§ **Challenge**:
Rewrite each line of the items below as a JSON list of strings, one string per line, leaving out blank lines.

§ **Dataset extract**:

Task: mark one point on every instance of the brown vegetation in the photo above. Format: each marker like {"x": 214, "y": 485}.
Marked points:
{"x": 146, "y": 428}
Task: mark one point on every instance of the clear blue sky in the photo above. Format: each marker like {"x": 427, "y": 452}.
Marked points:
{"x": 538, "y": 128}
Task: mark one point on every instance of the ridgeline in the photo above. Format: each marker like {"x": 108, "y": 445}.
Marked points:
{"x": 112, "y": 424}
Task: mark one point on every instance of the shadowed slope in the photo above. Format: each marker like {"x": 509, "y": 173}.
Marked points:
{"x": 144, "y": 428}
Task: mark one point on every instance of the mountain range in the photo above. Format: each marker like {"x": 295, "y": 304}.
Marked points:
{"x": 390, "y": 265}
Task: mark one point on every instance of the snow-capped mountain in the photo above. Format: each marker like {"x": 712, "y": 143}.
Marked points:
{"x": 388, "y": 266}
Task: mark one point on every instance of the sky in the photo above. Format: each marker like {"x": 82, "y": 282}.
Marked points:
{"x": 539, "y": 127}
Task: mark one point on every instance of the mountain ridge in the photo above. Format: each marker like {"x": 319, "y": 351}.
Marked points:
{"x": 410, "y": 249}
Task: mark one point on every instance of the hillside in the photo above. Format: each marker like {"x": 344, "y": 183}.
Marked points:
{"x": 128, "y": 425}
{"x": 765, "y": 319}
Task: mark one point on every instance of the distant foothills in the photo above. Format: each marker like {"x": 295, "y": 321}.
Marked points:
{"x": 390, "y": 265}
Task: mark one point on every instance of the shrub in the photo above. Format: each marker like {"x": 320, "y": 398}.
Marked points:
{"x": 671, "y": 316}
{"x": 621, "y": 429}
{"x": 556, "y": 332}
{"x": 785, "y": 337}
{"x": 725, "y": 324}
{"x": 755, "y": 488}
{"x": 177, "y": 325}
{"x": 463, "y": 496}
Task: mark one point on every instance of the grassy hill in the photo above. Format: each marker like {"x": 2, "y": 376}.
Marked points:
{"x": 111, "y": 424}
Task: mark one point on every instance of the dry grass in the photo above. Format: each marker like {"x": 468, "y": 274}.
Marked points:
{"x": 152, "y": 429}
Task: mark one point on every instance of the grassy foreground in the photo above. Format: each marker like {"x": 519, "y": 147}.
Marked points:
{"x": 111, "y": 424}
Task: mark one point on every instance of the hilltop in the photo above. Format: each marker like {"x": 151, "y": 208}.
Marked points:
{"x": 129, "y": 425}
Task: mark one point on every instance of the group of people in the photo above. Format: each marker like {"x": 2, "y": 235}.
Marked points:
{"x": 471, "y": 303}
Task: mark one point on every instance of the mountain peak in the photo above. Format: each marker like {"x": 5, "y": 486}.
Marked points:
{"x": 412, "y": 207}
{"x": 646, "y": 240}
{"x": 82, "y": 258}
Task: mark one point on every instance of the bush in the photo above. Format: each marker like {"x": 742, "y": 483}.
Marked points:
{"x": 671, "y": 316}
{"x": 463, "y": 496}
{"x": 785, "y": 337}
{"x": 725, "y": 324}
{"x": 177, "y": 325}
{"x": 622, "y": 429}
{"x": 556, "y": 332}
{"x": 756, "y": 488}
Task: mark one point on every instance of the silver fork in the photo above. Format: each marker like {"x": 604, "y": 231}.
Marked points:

§ **Problem solution**:
[
  "Task: mark one point on every instance of the brown vegetation in the photo above. Format: each marker like {\"x\": 214, \"y\": 485}.",
  "Marked points:",
  "{\"x\": 146, \"y\": 428}",
  "Task: mark one point on every instance of the clear blue sky in the photo above. Format: each marker like {\"x\": 427, \"y\": 452}.",
  "Marked points:",
  "{\"x\": 538, \"y\": 128}",
  "Task: mark one point on every instance of the ridgeline in the photo above. Format: each marker like {\"x\": 108, \"y\": 445}.",
  "Marked points:",
  "{\"x\": 112, \"y\": 424}",
  "Task: mark one point on every instance of the shadowed slope in the photo above. Format: each marker like {\"x\": 509, \"y\": 173}.",
  "Marked points:",
  "{\"x\": 144, \"y\": 428}",
  "Task: mark one point on every instance of the mountain range in the photo above. Format: each marker like {\"x\": 295, \"y\": 304}.",
  "Marked points:",
  "{\"x\": 390, \"y\": 265}",
  "Task: mark one point on every instance of the snow-capped mountain in the photo above. Format: each marker like {\"x\": 712, \"y\": 143}.",
  "Marked points:",
  "{\"x\": 388, \"y\": 266}",
  "Task: mark one point on every instance of the sky in the photo above. Format: each marker like {\"x\": 82, \"y\": 282}.",
  "Marked points:",
  "{\"x\": 539, \"y\": 127}",
  "Task: mark one point on every instance of the mountain ridge in the photo above. Format: each marker like {\"x\": 319, \"y\": 351}.",
  "Marked points:",
  "{\"x\": 410, \"y\": 249}",
  "Task: mark one point on every instance of the hillside in the photo above. Format: each marker like {\"x\": 344, \"y\": 183}.",
  "Marked points:",
  "{\"x\": 128, \"y\": 425}",
  "{\"x\": 765, \"y\": 319}",
  "Task: mark one point on every instance of the distant foothills in the photo above. Format: each marker like {\"x\": 295, \"y\": 321}.",
  "Marked points:",
  "{\"x\": 390, \"y\": 265}",
  "Task: mark one point on every instance of the shrub in the photo above. Format: each marker like {\"x\": 320, \"y\": 398}.",
  "Marked points:",
  "{\"x\": 671, \"y\": 316}",
  "{\"x\": 621, \"y\": 429}",
  "{\"x\": 556, \"y\": 332}",
  "{\"x\": 785, \"y\": 337}",
  "{\"x\": 725, \"y\": 324}",
  "{\"x\": 755, \"y\": 488}",
  "{\"x\": 177, \"y\": 325}",
  "{\"x\": 463, \"y\": 496}",
  "Task: mark one point on every instance of the grassy hill in the photo above. Format: each marker like {\"x\": 2, \"y\": 376}.",
  "Marked points:",
  "{\"x\": 111, \"y\": 424}",
  "Task: mark one point on every instance of the dry grass in the photo above. Format: each marker like {\"x\": 468, \"y\": 274}.",
  "Marked points:",
  "{\"x\": 152, \"y\": 429}",
  "Task: mark one point on every instance of the grassy foreground in the photo above. Format: each marker like {\"x\": 519, \"y\": 147}.",
  "Marked points:",
  "{\"x\": 111, \"y\": 424}",
  "Task: mark one point on every instance of the hilltop in the photo above. Format: each marker like {\"x\": 151, \"y\": 208}.",
  "Marked points:",
  "{\"x\": 129, \"y\": 425}",
  "Task: mark one point on every instance of the group of people in the photo above. Format: each marker like {\"x\": 2, \"y\": 235}.",
  "Marked points:",
  "{\"x\": 471, \"y\": 303}",
  "Task: mark one point on every instance of the mountain peak in the photo above. Format: each marker like {\"x\": 5, \"y\": 486}.",
  "Marked points:",
  "{\"x\": 412, \"y\": 207}",
  "{\"x\": 646, \"y\": 240}",
  "{\"x\": 82, \"y\": 258}",
  "Task: mark one point on every instance of the bush in the photo above. Format: each marker like {\"x\": 742, \"y\": 483}.",
  "Marked points:",
  "{\"x\": 671, \"y\": 316}",
  "{\"x\": 463, \"y\": 496}",
  "{\"x\": 785, \"y\": 337}",
  "{\"x\": 725, \"y\": 324}",
  "{\"x\": 177, \"y\": 325}",
  "{\"x\": 622, \"y\": 429}",
  "{\"x\": 556, \"y\": 332}",
  "{\"x\": 756, \"y\": 488}",
  "Task: mark one point on every instance of the silver fork in the photo above. Format: each marker like {\"x\": 604, \"y\": 231}.",
  "Marked points:"
]